• _TEXT SHOWN_:
* * * * * * * * *

The mlx.core.fast module provides highly optimized implementations of common operations used in deep learning models. These functions are specifically tuned for performance and should be used instead of manual implementations when available.
Overview
Fast operations include optimized implementations of normalization layers, attention mechanisms, and positional encodings that are commonly used in transformer models.
Functions
rms_norm
mlx.core.fast.rms_norm(
x: array,
weight: array,
eps: float = 1e-5
) -> array
Root Mean Square Layer Normalization.
RMS normalization normalizes the input using the root mean square, which is faster than standard layer normalization as it doesn’t compute the mean.
Parameters:
x (array): Input array to normalize
weight (array): Learnable scale parameter
eps (float): Small constant for numerical stability. Default: 1e-5
Returns:
- Normalized array with the same shape as input
Example:
import mlx.core as mx
import mlx.core.fast as fast
# Input tensor
x = mx.random.normal((2, 10, 512))
weight = mx.ones((512,))
# Apply RMS normalization
out = fast.rms_norm(x, weight, eps=1e-6)
print(out.shape) # (2, 10, 512)
layer_norm
mlx.core.fast.layer_norm(
x: array,
weight: Optional[array] = None,
bias: Optional[array] = None,
eps: float = 1e-5
) -> array
Optimized layer normalization.
This function provides a faster implementation of layer normalization compared to the standard approach.
Parameters:
x (array): Input array to normalize
weight (array, optional): Learnable scale parameter
bias (array, optional): Learnable shift parameter
eps (float): Small constant for numerical stability. Default: 1e-5
Returns:
- Normalized array with the same shape as input
Example:
import mlx.core as mx
import mlx.core.fast as fast
# Input tensor
x = mx.random.normal((4, 128, 768))
weight = mx.ones((768,))
bias = mx.zeros((768,))
# Apply layer normalization
out = fast.layer_norm(x, weight, bias)
print(out.shape) # (4, 128, 768)
rope
mlx.core.fast.rope(
x: array,
dims: int,
traditional: bool = False,
base: float = 10000,
scale: float = 1.0,
offset: int = 0
) -> array
Rotary Positional Embedding (RoPE).
RoPE encodes positional information by rotating pairs of dimensions in the input. This is commonly used in transformer models like LLaMA and GPT-NeoX.
Parameters:
x (array): Input array with shape (..., sequence_length, features)

* * * * * * * * *

[Collected data entries]
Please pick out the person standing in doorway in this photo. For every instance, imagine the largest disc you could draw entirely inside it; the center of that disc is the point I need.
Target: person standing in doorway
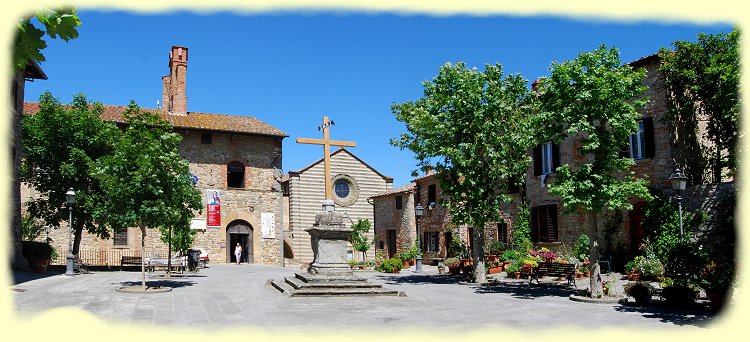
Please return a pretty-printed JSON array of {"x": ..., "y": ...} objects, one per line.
[{"x": 238, "y": 253}]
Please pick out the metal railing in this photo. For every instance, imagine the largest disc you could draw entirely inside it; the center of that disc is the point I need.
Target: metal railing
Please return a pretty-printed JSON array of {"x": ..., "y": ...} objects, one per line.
[{"x": 109, "y": 258}]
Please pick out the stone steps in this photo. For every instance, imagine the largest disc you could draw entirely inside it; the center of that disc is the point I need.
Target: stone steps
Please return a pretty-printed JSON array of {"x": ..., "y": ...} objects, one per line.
[{"x": 302, "y": 285}]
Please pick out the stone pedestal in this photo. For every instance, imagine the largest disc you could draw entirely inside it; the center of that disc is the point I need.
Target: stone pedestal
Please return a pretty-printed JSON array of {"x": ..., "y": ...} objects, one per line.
[{"x": 329, "y": 237}]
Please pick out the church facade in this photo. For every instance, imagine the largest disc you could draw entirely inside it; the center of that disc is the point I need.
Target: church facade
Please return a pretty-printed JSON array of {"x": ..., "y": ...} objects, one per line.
[
  {"x": 353, "y": 182},
  {"x": 236, "y": 163}
]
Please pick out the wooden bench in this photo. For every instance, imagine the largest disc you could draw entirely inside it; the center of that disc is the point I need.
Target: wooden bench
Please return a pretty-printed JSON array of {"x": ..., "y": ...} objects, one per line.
[
  {"x": 177, "y": 264},
  {"x": 554, "y": 269},
  {"x": 130, "y": 261}
]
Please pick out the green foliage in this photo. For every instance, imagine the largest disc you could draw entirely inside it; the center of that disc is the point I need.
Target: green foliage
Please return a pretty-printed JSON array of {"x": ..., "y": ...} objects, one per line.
[
  {"x": 458, "y": 249},
  {"x": 702, "y": 78},
  {"x": 597, "y": 97},
  {"x": 408, "y": 254},
  {"x": 146, "y": 181},
  {"x": 641, "y": 291},
  {"x": 452, "y": 262},
  {"x": 472, "y": 128},
  {"x": 29, "y": 42},
  {"x": 389, "y": 266},
  {"x": 358, "y": 238},
  {"x": 582, "y": 247},
  {"x": 62, "y": 145},
  {"x": 521, "y": 239},
  {"x": 497, "y": 247},
  {"x": 514, "y": 266}
]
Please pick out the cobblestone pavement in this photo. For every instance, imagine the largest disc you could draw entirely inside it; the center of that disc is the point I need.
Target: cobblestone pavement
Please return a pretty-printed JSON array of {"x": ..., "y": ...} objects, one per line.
[{"x": 229, "y": 295}]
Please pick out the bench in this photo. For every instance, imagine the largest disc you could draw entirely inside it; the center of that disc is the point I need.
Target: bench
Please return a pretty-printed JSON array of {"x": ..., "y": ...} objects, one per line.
[
  {"x": 554, "y": 269},
  {"x": 80, "y": 266},
  {"x": 130, "y": 261},
  {"x": 178, "y": 264}
]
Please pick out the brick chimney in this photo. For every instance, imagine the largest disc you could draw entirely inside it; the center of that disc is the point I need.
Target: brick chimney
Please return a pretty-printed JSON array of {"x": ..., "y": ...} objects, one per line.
[{"x": 174, "y": 99}]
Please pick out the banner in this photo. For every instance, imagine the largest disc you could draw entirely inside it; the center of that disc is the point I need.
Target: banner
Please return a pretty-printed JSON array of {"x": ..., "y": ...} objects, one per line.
[
  {"x": 213, "y": 208},
  {"x": 267, "y": 225}
]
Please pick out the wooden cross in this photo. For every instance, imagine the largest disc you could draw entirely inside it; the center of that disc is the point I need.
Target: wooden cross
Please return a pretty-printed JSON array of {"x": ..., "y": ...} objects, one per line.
[{"x": 326, "y": 142}]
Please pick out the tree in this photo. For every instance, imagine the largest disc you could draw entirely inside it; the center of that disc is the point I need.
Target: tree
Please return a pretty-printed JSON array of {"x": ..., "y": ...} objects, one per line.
[
  {"x": 29, "y": 42},
  {"x": 702, "y": 78},
  {"x": 145, "y": 181},
  {"x": 359, "y": 239},
  {"x": 593, "y": 97},
  {"x": 61, "y": 147},
  {"x": 473, "y": 126}
]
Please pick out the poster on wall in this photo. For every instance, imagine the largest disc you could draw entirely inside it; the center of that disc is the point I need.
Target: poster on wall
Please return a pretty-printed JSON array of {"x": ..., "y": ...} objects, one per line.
[
  {"x": 267, "y": 225},
  {"x": 213, "y": 208}
]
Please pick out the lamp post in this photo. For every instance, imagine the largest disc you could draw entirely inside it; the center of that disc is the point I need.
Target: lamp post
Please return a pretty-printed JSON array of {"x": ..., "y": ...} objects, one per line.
[
  {"x": 70, "y": 197},
  {"x": 679, "y": 183},
  {"x": 418, "y": 211}
]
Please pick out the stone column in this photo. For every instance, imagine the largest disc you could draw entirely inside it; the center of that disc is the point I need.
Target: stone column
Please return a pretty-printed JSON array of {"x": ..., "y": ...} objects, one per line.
[{"x": 329, "y": 237}]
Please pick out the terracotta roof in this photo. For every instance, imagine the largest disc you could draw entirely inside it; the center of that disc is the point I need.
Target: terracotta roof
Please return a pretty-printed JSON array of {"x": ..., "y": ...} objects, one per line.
[
  {"x": 406, "y": 188},
  {"x": 193, "y": 120},
  {"x": 336, "y": 152}
]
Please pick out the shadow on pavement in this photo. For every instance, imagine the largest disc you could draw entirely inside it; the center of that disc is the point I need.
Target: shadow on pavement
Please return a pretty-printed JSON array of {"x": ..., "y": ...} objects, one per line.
[
  {"x": 523, "y": 290},
  {"x": 419, "y": 279},
  {"x": 22, "y": 277},
  {"x": 697, "y": 315},
  {"x": 159, "y": 283}
]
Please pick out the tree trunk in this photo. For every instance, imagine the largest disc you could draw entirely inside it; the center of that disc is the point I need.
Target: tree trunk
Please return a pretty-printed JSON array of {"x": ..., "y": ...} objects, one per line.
[
  {"x": 143, "y": 255},
  {"x": 77, "y": 234},
  {"x": 480, "y": 277},
  {"x": 595, "y": 279},
  {"x": 169, "y": 251}
]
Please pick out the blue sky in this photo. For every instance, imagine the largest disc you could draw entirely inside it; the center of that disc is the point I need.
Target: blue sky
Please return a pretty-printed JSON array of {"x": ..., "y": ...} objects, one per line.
[{"x": 290, "y": 69}]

* * * * * * * * *

• _WHAT NEEDS TO BE DONE_: From the mlx.core.fast documentation, set down the part that begins at the words "This function provides" and stops after the words "mx.random.normal((4, 128, 768))", copying it word for word.

• _ANSWER BOX_:
This function provides a faster implementation of layer normalization compared to the standard approach.
Parameters:
x (array): Input array to normalize
weight (array, optional): Learnable scale parameter
bias (array, optional): Learnable shift parameter
eps (float): Small constant for numerical stability. Default: 1e-5
Returns:
- Normalized array with the same shape as input
Example:
import mlx.core as mx
import mlx.core.fast as fast
# Input tensor
x = mx.random.normal((4, 128, 768))